## Supplied records

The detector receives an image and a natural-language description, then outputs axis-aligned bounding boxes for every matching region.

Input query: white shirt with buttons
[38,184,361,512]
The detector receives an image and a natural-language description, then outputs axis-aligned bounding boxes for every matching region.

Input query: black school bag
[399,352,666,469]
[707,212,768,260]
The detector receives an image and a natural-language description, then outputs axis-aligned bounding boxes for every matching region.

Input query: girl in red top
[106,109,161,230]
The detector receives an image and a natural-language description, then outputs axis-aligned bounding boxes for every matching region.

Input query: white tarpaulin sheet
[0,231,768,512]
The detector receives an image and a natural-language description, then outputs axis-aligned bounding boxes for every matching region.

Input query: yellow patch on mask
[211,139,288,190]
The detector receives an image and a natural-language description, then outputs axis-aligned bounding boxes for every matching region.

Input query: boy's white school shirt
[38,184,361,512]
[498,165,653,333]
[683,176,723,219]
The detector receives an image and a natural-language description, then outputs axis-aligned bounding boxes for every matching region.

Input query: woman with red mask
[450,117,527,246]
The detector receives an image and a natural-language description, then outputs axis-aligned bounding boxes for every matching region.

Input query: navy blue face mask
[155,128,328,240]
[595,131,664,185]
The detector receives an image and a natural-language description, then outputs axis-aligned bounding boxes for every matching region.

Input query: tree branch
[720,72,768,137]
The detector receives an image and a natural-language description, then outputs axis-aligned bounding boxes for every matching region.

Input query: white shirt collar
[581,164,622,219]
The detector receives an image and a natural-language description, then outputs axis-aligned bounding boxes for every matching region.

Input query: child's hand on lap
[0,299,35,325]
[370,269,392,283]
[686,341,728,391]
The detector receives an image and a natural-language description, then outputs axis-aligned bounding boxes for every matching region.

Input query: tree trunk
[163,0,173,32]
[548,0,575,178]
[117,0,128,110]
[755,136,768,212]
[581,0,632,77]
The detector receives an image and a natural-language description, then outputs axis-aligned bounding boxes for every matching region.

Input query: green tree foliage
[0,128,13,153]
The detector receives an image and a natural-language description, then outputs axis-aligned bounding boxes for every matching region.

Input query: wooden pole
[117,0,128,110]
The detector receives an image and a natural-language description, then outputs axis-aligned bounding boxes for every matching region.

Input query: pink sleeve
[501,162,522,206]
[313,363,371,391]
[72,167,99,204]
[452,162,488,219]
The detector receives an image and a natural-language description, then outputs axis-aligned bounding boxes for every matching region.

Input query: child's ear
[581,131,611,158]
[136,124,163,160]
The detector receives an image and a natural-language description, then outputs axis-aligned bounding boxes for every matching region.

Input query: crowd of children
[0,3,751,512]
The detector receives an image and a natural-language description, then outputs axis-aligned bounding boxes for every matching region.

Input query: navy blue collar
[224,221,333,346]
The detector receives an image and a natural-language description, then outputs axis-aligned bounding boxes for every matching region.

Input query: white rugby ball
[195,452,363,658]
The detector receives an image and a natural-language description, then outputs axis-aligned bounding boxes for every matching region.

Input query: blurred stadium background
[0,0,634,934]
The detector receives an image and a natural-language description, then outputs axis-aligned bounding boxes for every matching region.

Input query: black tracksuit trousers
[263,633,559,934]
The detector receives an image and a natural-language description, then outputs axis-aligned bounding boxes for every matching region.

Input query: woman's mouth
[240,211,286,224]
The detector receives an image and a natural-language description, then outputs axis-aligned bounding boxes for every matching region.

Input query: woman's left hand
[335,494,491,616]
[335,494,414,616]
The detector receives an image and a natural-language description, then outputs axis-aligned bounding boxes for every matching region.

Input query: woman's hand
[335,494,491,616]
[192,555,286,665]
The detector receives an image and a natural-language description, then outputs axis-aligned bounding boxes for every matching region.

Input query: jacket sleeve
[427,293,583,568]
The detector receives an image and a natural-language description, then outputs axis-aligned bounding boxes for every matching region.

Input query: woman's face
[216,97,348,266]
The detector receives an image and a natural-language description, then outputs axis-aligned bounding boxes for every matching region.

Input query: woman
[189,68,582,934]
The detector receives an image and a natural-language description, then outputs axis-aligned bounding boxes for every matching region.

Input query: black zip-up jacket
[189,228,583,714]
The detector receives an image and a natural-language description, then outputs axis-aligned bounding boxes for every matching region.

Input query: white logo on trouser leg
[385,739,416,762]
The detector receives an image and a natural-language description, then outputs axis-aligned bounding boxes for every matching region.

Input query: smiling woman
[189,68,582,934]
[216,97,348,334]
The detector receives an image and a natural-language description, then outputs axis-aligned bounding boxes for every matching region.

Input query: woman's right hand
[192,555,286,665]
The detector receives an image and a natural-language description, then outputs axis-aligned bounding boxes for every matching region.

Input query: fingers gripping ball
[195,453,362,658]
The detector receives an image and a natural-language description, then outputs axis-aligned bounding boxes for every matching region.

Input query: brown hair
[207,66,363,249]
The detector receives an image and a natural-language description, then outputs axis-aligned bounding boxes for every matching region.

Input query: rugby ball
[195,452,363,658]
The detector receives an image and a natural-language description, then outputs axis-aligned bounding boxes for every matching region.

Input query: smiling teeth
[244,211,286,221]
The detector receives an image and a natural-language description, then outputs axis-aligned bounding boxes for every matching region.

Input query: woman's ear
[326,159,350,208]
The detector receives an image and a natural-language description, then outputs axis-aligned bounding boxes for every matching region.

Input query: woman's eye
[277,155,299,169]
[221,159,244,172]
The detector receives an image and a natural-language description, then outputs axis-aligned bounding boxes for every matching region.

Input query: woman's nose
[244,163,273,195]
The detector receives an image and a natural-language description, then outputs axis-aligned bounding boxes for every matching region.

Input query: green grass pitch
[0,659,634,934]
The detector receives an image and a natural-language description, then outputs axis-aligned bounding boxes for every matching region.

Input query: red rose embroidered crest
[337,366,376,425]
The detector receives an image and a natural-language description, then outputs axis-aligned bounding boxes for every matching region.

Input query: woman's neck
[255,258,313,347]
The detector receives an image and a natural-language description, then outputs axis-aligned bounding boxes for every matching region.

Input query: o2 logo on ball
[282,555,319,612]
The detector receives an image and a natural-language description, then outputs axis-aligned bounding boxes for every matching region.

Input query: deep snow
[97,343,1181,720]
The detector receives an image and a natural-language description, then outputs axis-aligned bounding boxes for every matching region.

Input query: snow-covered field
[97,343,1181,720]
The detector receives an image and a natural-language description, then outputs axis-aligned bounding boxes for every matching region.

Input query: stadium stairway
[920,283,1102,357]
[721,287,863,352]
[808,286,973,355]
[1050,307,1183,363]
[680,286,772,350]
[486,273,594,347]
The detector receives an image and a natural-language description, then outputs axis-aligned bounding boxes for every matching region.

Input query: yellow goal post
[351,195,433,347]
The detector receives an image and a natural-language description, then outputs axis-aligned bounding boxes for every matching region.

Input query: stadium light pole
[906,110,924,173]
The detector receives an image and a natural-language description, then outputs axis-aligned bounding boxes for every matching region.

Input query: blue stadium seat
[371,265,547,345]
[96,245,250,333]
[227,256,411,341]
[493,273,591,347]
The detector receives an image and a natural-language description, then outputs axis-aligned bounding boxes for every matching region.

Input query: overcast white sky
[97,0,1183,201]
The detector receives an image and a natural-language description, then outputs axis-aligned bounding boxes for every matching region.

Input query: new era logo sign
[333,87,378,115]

## Stated exercise
How many lines of the material contain the word "smiling"? Give only the number.

## Finished task
2